Point annotation dataset listing:

— Begin —

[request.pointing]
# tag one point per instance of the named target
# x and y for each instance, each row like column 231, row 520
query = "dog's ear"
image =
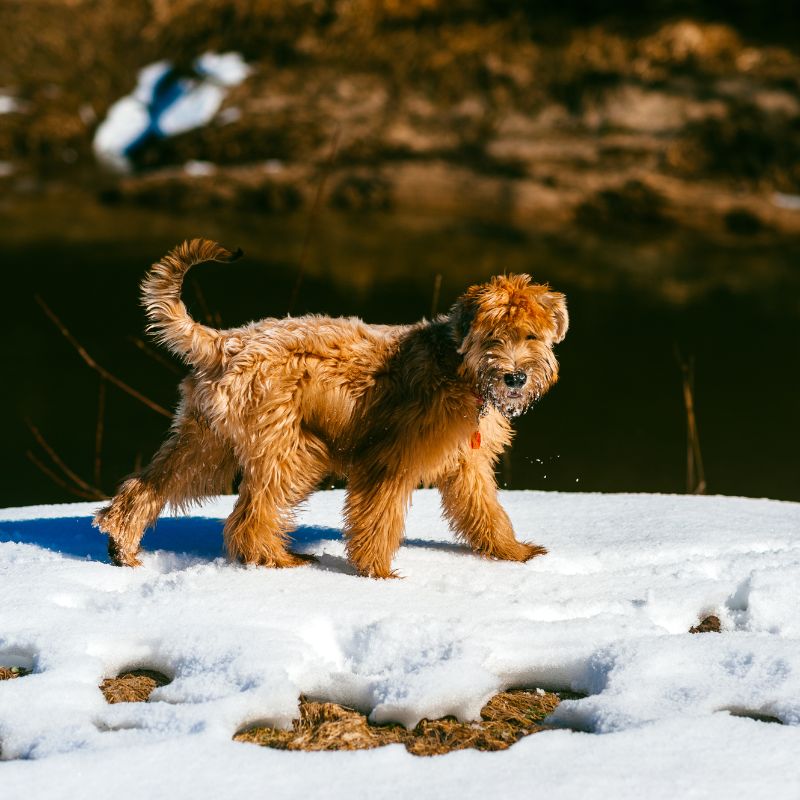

— End —

*Task instructions*
Change "instance" to "occurrence" throughout the listing and write its lines out again, leaving out the pictures.

*Exercise output*
[request.pointing]
# tag one point per occurrence of the named target
# x and y for each occurrence, each row like column 231, row 520
query = "dog's ear"
image =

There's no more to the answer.